» **PROVIDED INFORMATION**
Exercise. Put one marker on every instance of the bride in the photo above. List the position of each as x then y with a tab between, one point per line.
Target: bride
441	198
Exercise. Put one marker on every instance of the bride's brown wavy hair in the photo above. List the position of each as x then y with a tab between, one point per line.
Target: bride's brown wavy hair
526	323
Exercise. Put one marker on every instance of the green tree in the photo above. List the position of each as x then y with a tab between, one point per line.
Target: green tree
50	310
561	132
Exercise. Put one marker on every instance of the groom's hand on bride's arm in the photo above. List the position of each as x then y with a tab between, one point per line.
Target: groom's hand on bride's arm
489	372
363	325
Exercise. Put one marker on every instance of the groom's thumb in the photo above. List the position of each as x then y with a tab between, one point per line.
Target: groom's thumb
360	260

» **GIVEN EXERCISE**
Copy the lines from the line with "Exercise. Put one marker on every instance of the groom's thumb" through the end of the material, replacing "thumb" with "finger" and leaving everything else unchanged.

» **CORRECT RESULT**
Exercise. Put one marker on every instance of the groom's finger in the photo above. List the position of each as x then y with a tab between, one point per line.
Target: groom's finger
360	260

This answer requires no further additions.